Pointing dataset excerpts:
------

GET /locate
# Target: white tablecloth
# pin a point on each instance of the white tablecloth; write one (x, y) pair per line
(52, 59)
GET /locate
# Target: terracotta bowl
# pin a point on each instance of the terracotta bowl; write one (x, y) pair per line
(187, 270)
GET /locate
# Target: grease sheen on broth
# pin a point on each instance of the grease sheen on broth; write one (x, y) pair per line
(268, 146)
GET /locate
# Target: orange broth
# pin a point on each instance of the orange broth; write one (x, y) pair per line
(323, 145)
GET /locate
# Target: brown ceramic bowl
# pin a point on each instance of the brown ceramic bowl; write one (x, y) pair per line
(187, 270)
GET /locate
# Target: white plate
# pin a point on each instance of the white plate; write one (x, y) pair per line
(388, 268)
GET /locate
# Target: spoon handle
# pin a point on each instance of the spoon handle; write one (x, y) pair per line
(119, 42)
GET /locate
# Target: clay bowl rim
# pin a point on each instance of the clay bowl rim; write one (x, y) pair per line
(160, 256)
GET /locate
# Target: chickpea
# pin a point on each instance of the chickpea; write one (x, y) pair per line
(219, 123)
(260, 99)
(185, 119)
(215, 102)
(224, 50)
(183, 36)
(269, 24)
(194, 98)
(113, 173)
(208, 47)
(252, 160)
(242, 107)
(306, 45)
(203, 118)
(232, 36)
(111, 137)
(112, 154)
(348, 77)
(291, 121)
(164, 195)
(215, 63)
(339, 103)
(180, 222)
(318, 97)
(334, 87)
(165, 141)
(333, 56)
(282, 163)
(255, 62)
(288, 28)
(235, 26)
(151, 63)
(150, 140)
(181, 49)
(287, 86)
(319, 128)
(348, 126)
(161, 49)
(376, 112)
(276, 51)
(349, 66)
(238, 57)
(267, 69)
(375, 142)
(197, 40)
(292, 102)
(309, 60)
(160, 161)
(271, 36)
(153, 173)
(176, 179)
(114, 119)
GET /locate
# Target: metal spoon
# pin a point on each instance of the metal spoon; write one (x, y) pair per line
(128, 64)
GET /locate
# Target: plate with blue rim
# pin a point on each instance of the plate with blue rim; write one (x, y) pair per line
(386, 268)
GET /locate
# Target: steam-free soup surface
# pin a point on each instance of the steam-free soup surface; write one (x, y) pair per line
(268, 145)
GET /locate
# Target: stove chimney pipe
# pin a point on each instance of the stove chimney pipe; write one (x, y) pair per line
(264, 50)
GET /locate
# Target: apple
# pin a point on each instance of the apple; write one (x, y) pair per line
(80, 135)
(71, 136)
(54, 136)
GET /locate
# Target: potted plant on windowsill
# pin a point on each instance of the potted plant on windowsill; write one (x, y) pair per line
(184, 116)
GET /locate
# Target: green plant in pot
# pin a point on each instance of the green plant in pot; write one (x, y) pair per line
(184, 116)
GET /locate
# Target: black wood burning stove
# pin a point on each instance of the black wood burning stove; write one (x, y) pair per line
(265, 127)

------

- [Your goal] Using the data above, output each line exactly.

- [Worked solution]
GET /locate
# Target: white tablecloth
# pin a point on each instance of the white tablecloth; write one (x, y) pair per line
(52, 59)
GET /locate
# Target: terracotta bowl
# pin a point on each instance of the terracotta bowl; write one (x, y) pair per line
(187, 270)
GET /locate
# Target: grease sheen on broth
# pin a point on each instance of the grease sheen on broth; write one (x, y) pair per line
(268, 146)
GET /locate
# Target: orange broth
# pin a point on each instance of the orange broth; write one (x, y) pair per line
(323, 145)
GET /locate
# Target: brown ceramic bowl
# pin a point on each instance of the brown ceramic bowl; write one (x, y) pair per line
(187, 270)
GET /locate
# Target: white plate
# pin a point on each instance of the white plate; write one (x, y) pair per line
(388, 268)
GET /locate
# Target: spoon handle
# pin a point on each instance of the spoon handle; write one (x, y) pair per line
(119, 42)
GET /locate
# Target: clay bowl rim
# pin a point on each instance of the clay bowl rim; write one (x, y) pair per line
(160, 256)
GET /locate
# Target: chickpea
# pin a point on each instance of the chickpea; write one (x, y) pair per line
(219, 123)
(260, 99)
(185, 119)
(215, 102)
(224, 50)
(183, 36)
(269, 24)
(194, 98)
(113, 173)
(208, 47)
(252, 160)
(242, 107)
(306, 45)
(203, 118)
(232, 36)
(111, 137)
(112, 154)
(348, 77)
(291, 121)
(164, 195)
(215, 63)
(339, 103)
(180, 222)
(318, 97)
(334, 87)
(165, 141)
(333, 56)
(282, 163)
(255, 62)
(288, 28)
(235, 26)
(151, 63)
(150, 140)
(181, 49)
(287, 86)
(319, 128)
(348, 126)
(161, 49)
(376, 112)
(276, 51)
(349, 66)
(238, 57)
(267, 69)
(375, 142)
(197, 40)
(292, 102)
(309, 60)
(160, 161)
(271, 36)
(153, 173)
(176, 179)
(114, 119)
GET /locate
# Target: metal spoon
# pin a point on each instance of the metal spoon; write one (x, y) pair per line
(128, 64)
GET /locate
# Target: plate with blue rim
# pin a point on each instance of the plate with blue rim; write one (x, y) pair per line
(386, 268)
GET /locate
# Target: steam-free soup surface
# pin a point on each instance of the steam-free soup surface; write one (x, y) pair per line
(268, 145)
GET /locate
# Target: stove chimney pipe
# pin a point on each instance of the stove chimney pipe; write one (x, y) pair per line
(264, 50)
GET /locate
# Target: apple
# pin a point on each instance of the apple; write one (x, y) pair per line
(80, 135)
(71, 136)
(54, 136)
GET /locate
# Target: potted plant on windowsill
# pin a point on each instance of the potted plant on windowsill; write one (x, y) pair per line
(184, 116)
GET /locate
# Target: green plant in pot
# pin a point on each instance of the green plant in pot; write one (x, y) pair per line
(184, 116)
GET /locate
# Target: black wood burning stove
# pin a point on each instance of the black wood burning stove; write one (x, y) pair per line
(265, 127)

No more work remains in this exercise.